* **Task prompt**
The response should consist of the data below, copied exactly, with no pictures in it.

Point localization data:
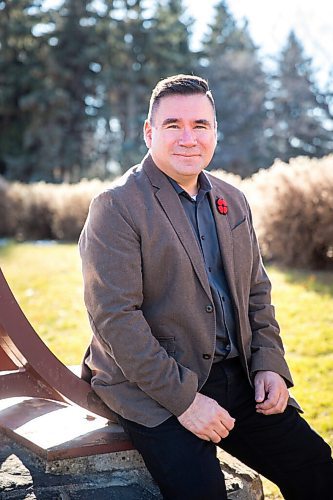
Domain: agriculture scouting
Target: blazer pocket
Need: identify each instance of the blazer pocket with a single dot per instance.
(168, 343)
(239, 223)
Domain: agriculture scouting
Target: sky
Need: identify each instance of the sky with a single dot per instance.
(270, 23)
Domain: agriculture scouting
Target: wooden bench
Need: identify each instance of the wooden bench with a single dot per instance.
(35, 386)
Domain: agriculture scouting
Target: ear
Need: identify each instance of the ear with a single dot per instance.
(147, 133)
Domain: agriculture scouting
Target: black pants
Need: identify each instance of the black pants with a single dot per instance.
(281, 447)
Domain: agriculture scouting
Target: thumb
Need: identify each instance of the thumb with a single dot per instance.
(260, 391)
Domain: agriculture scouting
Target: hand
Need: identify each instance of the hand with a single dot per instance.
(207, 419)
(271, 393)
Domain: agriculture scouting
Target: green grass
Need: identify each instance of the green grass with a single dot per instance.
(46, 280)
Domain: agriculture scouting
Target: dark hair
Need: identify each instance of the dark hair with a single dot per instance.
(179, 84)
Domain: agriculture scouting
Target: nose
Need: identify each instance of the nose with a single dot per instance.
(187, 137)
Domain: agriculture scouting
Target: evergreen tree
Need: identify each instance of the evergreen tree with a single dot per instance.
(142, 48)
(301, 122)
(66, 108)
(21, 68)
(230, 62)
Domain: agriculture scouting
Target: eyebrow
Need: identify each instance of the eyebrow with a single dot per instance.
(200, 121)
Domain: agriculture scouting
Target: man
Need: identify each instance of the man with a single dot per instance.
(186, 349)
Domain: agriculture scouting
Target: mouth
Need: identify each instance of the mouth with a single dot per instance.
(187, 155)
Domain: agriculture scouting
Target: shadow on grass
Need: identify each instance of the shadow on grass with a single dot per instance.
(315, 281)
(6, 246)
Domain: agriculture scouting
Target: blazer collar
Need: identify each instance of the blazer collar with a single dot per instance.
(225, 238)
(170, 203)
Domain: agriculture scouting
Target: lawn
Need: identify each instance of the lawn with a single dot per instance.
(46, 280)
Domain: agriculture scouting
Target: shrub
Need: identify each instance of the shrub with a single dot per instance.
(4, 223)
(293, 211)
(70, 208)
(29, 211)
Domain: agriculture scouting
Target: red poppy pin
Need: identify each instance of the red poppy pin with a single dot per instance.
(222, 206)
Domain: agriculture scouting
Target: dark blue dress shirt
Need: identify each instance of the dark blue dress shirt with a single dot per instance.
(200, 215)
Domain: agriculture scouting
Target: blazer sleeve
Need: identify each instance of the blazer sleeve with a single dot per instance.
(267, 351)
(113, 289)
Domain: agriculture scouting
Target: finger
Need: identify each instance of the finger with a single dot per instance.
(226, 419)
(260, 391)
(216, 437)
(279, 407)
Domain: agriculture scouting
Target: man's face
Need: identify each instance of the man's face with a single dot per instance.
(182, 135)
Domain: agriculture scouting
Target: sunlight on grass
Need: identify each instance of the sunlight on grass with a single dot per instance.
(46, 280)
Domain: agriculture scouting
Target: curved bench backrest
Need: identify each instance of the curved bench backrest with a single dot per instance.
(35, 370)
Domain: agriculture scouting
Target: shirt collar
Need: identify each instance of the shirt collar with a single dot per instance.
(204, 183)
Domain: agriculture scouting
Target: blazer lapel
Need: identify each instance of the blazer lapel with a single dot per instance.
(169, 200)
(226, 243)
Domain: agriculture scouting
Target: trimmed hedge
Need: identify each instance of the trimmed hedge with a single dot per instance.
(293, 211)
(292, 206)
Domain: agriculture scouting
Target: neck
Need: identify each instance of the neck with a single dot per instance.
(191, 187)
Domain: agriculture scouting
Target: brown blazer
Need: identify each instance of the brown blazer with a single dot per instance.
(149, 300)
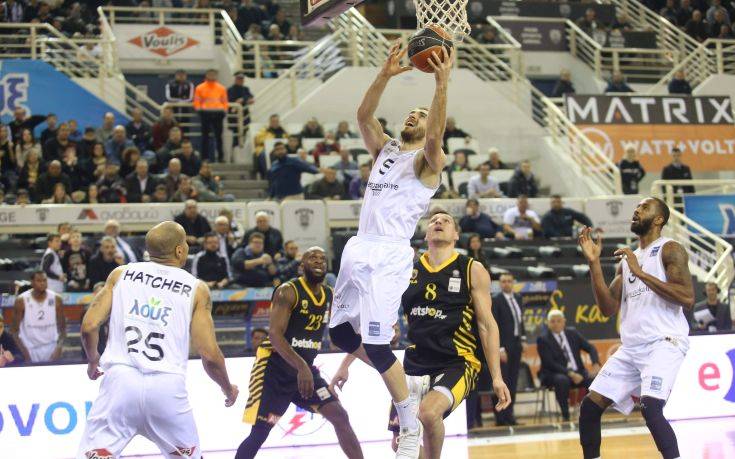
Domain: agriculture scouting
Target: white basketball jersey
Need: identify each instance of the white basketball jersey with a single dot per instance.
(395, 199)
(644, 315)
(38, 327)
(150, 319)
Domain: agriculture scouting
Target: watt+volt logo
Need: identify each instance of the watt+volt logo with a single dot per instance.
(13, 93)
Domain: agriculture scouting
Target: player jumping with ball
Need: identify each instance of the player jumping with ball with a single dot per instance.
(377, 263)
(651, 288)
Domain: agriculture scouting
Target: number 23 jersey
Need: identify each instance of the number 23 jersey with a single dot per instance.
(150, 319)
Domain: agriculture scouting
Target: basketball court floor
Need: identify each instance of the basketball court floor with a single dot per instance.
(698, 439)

* **Exercise response**
Domain: agriculture scouting
Target: blazer pocket
Need: identify each instance of the blazer pocket with a single dot per instance.
(168, 343)
(239, 223)
Domain: agriculture scouting
Target: sky
Need: identify each instance of the sky with a single dot per instance.
(270, 23)
Domain: agriculture scouting
Target: wooden bench
Need: identify each instance of the wooden bench with a single dot per instance.
(35, 386)
Domain: agriculture scouting
Target: ear
Need: identify each instance of the ear with a single dot per instance.
(147, 133)
Domain: agriculture scouting
Target: black pants
Need: identify each instance of the black pants with a single dot per instance.
(281, 447)
Domain: agriculture scouting
Target: thumb
Need: identify each instance of the thumb with a single dot per instance.
(260, 391)
Domain: agriculture scouting
Target: hand
Need: identify each instance of the hand with a single dot per instance.
(207, 419)
(271, 393)
Domain: agriculture scouting
Target: green grass
Need: identify each instance of the green grass with a single dot per instance.
(46, 280)
Domain: agriculture scouting
Target: dark hair
Need: identify each instance of the dark hair with a single dot per instance.
(179, 84)
Domain: agriculture scouting
Target: nose
Need: identify each instance of the nose with a single dot per instance.
(187, 137)
Domain: agriculture scouting
Target: evergreen tree
Need: identify each instance of the evergreen tree with a single dot per instance.
(142, 48)
(301, 122)
(66, 108)
(21, 68)
(230, 62)
Domain: agriculture scouting
Target: eyebrow
Need: identify each instance of the eyebrow with a single dot per instance.
(200, 121)
Domain: agriculture scouting
Target: man
Need: identify each instance of the man with a single dot per instance.
(186, 349)
Domain: agriculture scouting
Target: mouth
Need: identify each instance of the mouth with a single dot per instance.
(187, 155)
Domain: agriculture scouting
Target: shadow on grass
Need: identify each instance of the shadow on grass with a single dot per instance.
(315, 281)
(6, 246)
Domain: agriculture scouting
Target: blazer collar
Need: identify each instance of the blazer collar with a single dot per instance.
(225, 238)
(170, 203)
Domain: agriculture scouting
Target: lawn
Need: identify each instance of the lawn with a single dot per instance.
(46, 280)
Domain: agriculture scouting
Target: shrub
Need: identify each instance of the shrub with a single dot per instance.
(4, 223)
(293, 211)
(70, 208)
(29, 211)
Domain: agriculture scouting
Target: red poppy pin
Need: identify each instance of the red poppy pin with a single dot per instance.
(222, 206)
Domain: agriculture scouting
Target: dark blue dress shirt
Need: identify each instance of the dark blue dress shirt with a single dot per instance.
(200, 215)
Domain: agriculture scouting
Target: blazer sleeve
Need: identify each instance of the blazer sleeve with a single dot per instance.
(267, 351)
(113, 289)
Domain: agriculture scouting
Target: finger
Need: identify each instance of the finger with a single dot per instance.
(226, 419)
(260, 391)
(216, 437)
(279, 407)
Domain: agriculture scouting
Target: man's face
Need: identify each instance of the man's face with a single dot per instance.
(182, 135)
Domain: agriculture scouting
Target: sunlight on grass
Need: identify each instance of the sunlight on grass with a single dot per instance.
(46, 280)
Domain: agriculture scouting
Target: curved bench backrest
Need: identify each instance of the curved bench backrest with a single dot per instance.
(35, 370)
Domain: agriculture scouting
Target: shirt collar
Need: identify each instance of the shirt collar with a single dot per instance.
(204, 183)
Domain: agriculture scouting
Target: blazer lapel
Need: identify each instance of the blazer lapel with a single dot per instance.
(169, 200)
(226, 243)
Domain: agriculture scouting
Target: trimmed hedge
Need: identify each instance of the trimmed hedge with a single dot per instance.
(293, 211)
(292, 206)
Domain: agriculture scouting
Target: neck
Need: identify each instance of the neck with a single dot per instance.
(191, 187)
Domain: agriculture scouting
Target: brown blazer
Need: identify each instance of the brown blazer with a single dot per instance.
(149, 300)
Domain: agriculture scouting
Target: white basketball jersey
Need: identify each instance of the white basketball jersey with a single dot per instance.
(395, 199)
(644, 315)
(38, 327)
(150, 319)
Domain: agriculture scouting
Target: watt+volt logo
Need: identify each instance of the watt+volt logo with a single dot per instance.
(13, 93)
Domain: agriculture scouting
Target: player jumping with ball
Need: identify each instance of the player jumping with ball with a single dot per instance.
(377, 263)
(651, 288)
Domain: agriculture scouting
Target: number 23 jersey
Need: identify each instance of the number 23 jersey with a single dot per instance.
(150, 319)
Domain: agriculture scouting
Target: basketball court floor
Need: identify each instance of the basketball court floor with a single dot per instance.
(698, 439)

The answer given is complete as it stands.